● Entries from a collection:
.....

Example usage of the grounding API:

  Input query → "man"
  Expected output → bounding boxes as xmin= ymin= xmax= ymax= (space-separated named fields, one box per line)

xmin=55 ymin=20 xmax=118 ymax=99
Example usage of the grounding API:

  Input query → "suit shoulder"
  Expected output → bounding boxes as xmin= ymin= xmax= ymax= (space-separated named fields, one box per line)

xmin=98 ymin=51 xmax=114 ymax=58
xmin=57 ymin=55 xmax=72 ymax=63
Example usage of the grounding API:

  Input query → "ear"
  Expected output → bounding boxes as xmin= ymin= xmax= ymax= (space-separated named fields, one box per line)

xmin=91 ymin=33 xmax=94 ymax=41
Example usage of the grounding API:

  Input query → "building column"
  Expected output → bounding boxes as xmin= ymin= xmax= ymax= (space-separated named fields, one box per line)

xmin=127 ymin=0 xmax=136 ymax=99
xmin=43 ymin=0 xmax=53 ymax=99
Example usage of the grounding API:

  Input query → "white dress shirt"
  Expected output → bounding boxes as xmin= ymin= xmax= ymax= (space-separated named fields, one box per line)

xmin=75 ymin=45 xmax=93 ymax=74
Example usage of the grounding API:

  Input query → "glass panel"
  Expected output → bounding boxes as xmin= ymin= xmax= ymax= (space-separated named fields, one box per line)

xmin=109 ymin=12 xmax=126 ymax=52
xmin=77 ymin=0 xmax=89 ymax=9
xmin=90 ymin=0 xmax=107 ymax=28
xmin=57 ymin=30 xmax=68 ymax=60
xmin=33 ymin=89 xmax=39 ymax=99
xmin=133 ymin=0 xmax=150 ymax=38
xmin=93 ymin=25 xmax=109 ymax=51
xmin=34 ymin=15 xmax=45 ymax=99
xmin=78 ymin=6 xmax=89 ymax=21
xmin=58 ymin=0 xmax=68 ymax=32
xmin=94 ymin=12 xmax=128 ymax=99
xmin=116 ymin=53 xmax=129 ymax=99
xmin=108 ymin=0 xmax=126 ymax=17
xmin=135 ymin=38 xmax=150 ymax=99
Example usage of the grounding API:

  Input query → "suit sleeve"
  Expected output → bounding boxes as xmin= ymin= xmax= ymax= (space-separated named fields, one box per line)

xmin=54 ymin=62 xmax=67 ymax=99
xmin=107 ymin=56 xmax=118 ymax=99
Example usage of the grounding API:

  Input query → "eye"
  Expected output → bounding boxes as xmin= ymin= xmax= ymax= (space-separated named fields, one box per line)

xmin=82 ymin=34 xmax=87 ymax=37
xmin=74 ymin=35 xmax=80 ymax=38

.....

● Exercise brief:
Copy out the records above word for word, every line included.

● Full answer:
Example usage of the grounding API:

  Input query → "man"
  Expected output → bounding boxes as xmin= ymin= xmax= ymax= (space-separated named fields, one box per line)

xmin=55 ymin=20 xmax=118 ymax=99
Example usage of the grounding API:

  Input query → "suit shoulder"
  Expected output → bounding boxes as xmin= ymin= xmax= ymax= (space-separated named fields, one box per line)

xmin=98 ymin=51 xmax=114 ymax=58
xmin=57 ymin=55 xmax=72 ymax=63
Example usage of the grounding API:

  Input query → "ear"
  Expected output → bounding boxes as xmin= ymin= xmax= ymax= (space-separated named fields, one box per line)

xmin=91 ymin=33 xmax=94 ymax=41
Example usage of the grounding API:

  Input query → "building column"
  Expected output → bounding boxes as xmin= ymin= xmax= ymax= (space-separated named fields, one box per line)

xmin=127 ymin=0 xmax=136 ymax=99
xmin=43 ymin=0 xmax=53 ymax=99
Example usage of the grounding API:

  Input query → "white dress shirt"
  Expected output → bounding boxes as xmin= ymin= xmax= ymax= (space-separated named fields, one box per line)

xmin=75 ymin=45 xmax=93 ymax=74
Example usage of the grounding API:

  Input query → "glass panel"
  Expected output → bounding boxes as xmin= ymin= xmax= ymax= (space-separated named fields, one box per line)

xmin=109 ymin=12 xmax=126 ymax=52
xmin=77 ymin=0 xmax=89 ymax=9
xmin=90 ymin=0 xmax=107 ymax=28
xmin=57 ymin=30 xmax=68 ymax=60
xmin=33 ymin=89 xmax=39 ymax=99
xmin=133 ymin=0 xmax=150 ymax=38
xmin=93 ymin=25 xmax=109 ymax=51
xmin=34 ymin=15 xmax=45 ymax=99
xmin=78 ymin=6 xmax=89 ymax=21
xmin=58 ymin=0 xmax=68 ymax=32
xmin=94 ymin=12 xmax=128 ymax=99
xmin=116 ymin=53 xmax=129 ymax=99
xmin=108 ymin=0 xmax=126 ymax=17
xmin=135 ymin=38 xmax=150 ymax=99
Example usage of the grounding API:

  Input query → "suit sleeve"
  Expected output → bounding boxes as xmin= ymin= xmax= ymax= (space-separated named fields, one box per line)

xmin=54 ymin=62 xmax=67 ymax=99
xmin=107 ymin=56 xmax=118 ymax=99
Example usage of the grounding API:

  Input query → "eye"
  Expected output → bounding boxes as xmin= ymin= xmax= ymax= (space-separated named fields, one box per line)

xmin=82 ymin=34 xmax=87 ymax=37
xmin=74 ymin=35 xmax=80 ymax=38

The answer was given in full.